Vorliegender Text:
════

Eigent­lich lebt die Haus­krähe S.T. ein ent­spann­tes Leben, denn sowohl ihr als auch dem Hund Den­nis geht es bei ihrem Besit­zer Big Jim, der alle Men­schen nur als Mofos, bezie­hungs­weise Mother­fu­ckers, bezeich­net, recht gut. Als die­ser sich eines Tages selt­sam ver­hält, ver­sucht S.T. alles, was in sei­ner Macht steht, um sei­nen Besit­zer wie­der nor­mal zu machen. Doch weder Medi­ka­mente noch irgend­et­was ande­res scheint zu helfen.

Über Echo, das Intra­net der Vögel, hört S.T. eines Tages die Stimme eines mys­te­riö­sen Wesens namens Onida, das ihn zu rufen scheint, machen sich die bei­den Haus­tiere zusam­men auf den Weg und stel­len sich den Gefah­ren der neuen, ver­än­der­ten Welt.

Ein inter­es­san­ter Perspektivwechsel

Wie erle­ben eigent­lich die Tiere solch ein Sze­na­rio? Um diese Frage zu beant­wor­ten, ist die Wahl eines Vogels, durch des­sen Augen man blickt, eine gelun­gene Idee, da aus der Luft alles etwas anders aus­sieht. Hier eine Krähe zu wäh­len, ist eine gute Ent­schei­dung, da sie als eine beson­ders kluge sowie soziale Vogel­art gilt.

Aller­dings ist diese Idee schlep­pend und lang­at­mig umge­setzt. Man­che Kapi­tel bestehen größ­ten­teils aus Land­schafts­be­schrei­bun­gen, in denen S.T. immer wie­der sei­nem gemüt­li­chen Leben bei Big Jim nach­trau­ert und auf­zählt, was er jetzt alles nicht mehr hat.

════

Liste der Einträge:
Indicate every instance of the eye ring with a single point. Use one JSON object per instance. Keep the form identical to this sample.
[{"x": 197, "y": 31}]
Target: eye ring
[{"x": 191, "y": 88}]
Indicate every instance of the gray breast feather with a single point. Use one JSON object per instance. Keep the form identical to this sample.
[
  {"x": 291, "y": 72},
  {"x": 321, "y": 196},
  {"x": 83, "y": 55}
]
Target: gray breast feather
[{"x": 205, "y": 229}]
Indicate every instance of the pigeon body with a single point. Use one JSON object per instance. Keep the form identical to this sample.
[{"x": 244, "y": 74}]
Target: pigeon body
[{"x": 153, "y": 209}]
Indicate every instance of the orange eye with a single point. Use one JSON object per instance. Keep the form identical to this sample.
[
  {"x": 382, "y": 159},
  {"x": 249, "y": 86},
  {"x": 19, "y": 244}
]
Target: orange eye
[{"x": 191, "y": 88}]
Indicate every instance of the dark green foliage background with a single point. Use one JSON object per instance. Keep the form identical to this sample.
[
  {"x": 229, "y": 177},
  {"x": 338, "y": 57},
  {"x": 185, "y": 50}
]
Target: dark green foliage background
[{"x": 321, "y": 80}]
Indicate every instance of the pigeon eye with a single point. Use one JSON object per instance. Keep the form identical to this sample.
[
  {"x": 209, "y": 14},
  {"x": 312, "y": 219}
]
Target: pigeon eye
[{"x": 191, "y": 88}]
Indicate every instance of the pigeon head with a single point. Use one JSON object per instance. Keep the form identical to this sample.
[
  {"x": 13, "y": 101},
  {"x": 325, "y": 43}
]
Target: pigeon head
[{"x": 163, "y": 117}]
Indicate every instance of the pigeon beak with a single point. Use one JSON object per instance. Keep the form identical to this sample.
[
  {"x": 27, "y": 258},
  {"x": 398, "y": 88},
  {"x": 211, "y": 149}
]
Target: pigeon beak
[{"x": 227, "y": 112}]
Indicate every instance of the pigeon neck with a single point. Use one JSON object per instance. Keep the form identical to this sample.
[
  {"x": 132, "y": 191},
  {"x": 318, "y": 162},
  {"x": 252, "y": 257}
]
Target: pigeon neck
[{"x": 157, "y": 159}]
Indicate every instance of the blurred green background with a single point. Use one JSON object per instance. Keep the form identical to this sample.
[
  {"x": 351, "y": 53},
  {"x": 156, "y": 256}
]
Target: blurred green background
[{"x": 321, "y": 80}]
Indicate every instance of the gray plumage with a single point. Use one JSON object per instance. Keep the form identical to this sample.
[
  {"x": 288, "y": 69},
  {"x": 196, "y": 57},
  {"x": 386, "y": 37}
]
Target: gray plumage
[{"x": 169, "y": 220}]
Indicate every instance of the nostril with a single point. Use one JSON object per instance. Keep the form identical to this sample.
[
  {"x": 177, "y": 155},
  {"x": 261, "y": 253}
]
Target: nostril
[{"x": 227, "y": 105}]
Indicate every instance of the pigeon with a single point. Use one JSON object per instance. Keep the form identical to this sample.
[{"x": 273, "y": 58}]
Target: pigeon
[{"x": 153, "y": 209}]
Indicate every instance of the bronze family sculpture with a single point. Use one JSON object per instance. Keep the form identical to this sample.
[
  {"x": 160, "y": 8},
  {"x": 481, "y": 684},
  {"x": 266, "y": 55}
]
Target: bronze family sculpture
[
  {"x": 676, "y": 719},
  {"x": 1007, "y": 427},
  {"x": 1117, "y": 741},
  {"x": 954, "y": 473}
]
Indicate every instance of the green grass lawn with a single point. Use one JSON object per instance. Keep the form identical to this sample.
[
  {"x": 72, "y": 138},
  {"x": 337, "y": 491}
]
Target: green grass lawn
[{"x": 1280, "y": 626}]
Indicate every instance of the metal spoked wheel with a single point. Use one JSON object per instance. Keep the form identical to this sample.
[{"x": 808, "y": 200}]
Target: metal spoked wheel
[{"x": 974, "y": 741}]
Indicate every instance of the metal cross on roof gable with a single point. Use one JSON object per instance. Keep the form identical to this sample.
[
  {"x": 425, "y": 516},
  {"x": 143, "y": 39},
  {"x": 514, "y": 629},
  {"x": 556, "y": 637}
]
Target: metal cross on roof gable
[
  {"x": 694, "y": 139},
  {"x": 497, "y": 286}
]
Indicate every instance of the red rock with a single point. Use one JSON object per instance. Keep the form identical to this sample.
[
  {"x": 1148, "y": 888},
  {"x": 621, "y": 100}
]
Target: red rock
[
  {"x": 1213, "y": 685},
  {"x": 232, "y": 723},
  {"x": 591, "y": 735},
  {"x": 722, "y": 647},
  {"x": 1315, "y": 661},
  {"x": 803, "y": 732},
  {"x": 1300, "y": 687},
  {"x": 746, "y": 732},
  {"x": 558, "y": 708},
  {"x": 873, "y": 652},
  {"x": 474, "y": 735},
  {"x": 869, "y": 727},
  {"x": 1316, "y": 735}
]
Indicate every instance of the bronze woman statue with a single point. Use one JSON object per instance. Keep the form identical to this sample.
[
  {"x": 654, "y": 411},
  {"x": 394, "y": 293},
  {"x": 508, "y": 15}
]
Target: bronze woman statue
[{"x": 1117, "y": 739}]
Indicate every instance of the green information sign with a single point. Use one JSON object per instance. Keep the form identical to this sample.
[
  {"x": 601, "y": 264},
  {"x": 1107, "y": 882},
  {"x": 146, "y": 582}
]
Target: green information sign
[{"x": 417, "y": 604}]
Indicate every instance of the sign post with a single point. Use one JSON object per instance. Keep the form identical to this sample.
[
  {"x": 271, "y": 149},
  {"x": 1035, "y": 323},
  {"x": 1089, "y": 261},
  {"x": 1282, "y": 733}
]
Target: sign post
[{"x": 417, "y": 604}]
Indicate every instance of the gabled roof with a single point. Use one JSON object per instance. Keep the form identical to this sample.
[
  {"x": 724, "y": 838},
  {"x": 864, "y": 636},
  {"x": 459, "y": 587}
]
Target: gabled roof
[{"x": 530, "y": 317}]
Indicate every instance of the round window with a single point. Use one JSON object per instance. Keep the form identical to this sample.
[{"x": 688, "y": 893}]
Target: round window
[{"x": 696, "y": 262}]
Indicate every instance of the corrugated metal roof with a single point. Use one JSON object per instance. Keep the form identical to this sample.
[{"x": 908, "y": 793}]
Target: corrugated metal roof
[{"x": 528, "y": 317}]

════

Zu bearbeitende Aufgaben:
- 1) Gib aus dem Text über die Krähe S.T. den Abschnitt wortgetreu wieder, der mit „Über Echo, das“ beginnt und bis einschließlich „sowie soziale Vogel­art gilt.“ reicht.
- 2) Warum ist die Wahl einer Krähe laut dem Text über die Krähe S.T. eine gute Entscheidung?
- 3) Schreibe den Text über die Krähe S.T. im Anschluss an seinen letzten Satz weiter.

Lösungen im Einzelnen:
- 1)
Über Echo, das Intra­net der Vögel, hört S.T. eines Tages die Stimme eines mys­te­riö­sen Wesens namens Onida, das ihn zu rufen scheint, machen sich die bei­den Haus­tiere zusam­men auf den Weg und stel­len sich den Gefah­ren der neuen, ver­än­der­ten Welt.

Ein inter­es­san­ter Perspektivwechsel

Wie erle­ben eigent­lich die Tiere solch ein Sze­na­rio? Um diese Frage zu beant­wor­ten, ist die Wahl eines Vogels, durch des­sen Augen man blickt, eine gelun­gene Idee, da aus der Luft alles etwas anders aus­sieht. Hier eine Krähe zu wäh­len, ist eine gute Ent­schei­dung, da sie als eine beson­ders kluge sowie soziale Vogel­art gilt.

- 2) Weil die Krähe als besonders kluge und soziale Vogelart gilt.

- 3)
Eine nette Auf­lo­cke­rung sind dabei die klei­nen Kurz­ge­schich­ten von ande­ren Haus­tie­ren und deren Umgang mit der neuen Situa­tion. Diese kom­men jedoch viel zu sel­ten vor – etwa alle 30 bis 50 Sei­ten – und neh­men mit ihrer durch­schnitt­li­chen Länge von zwei­ein­halb Sei­ten ins­ge­samt gerade mal circa 35 Sei­ten des gesam­ten Romans ein.

Kom­mu­ni­ka­tion im Tierreich

Natür­lich ist ver­ständ­lich, dass, wenn Tiere ver­schie­de­nen Arten ange­hö­ren, sie nicht ein­fach unter­ein­an­der kom­mu­ni­zie­ren kön­nen. So gibt es hier für ver­schie­dene Spe­zies unter­schied­li­che Kom­mu­ni­ka­ti­ons­me­tho­den. Vögel haben wie gesagt Echo, die Was­ser­le­be­we­sen Aura und die Land­le­be­we­sen Netz. In Letz­te­ren sind eben­falls die Bäume und Pflan­zen vertreten.

Was in „Hol­low King­dom“ als wirk­lich gutes und nach­voll­zieh­ba­res Sys­tem eta­bliert wird, wird an man­cher Stelle immer wie­der durch­bro­chen. Prä­gnant ist dabei, dass es zwi­schen S.T. und sei­nem Hun­de­be­glei­ter Den­nis keine ver­bale Kom­mu­ni­ka­tion gibt, da der eine ein Vogel und der andere ein Hund ist, kann man anfangs den­ken. Doch als S.T. auf einen Maul­wurf und ein Opos­sum trifft, scheint sie nichts an einem net­ten Plausch zu hin­dern. Warum sich S.T. und Den­nis nicht ver­bal unter­hal­ten kön­nen, wird von Kapi­tel zu Kapi­tel immer frag­li­cher und weni­ger nachvollziehbar.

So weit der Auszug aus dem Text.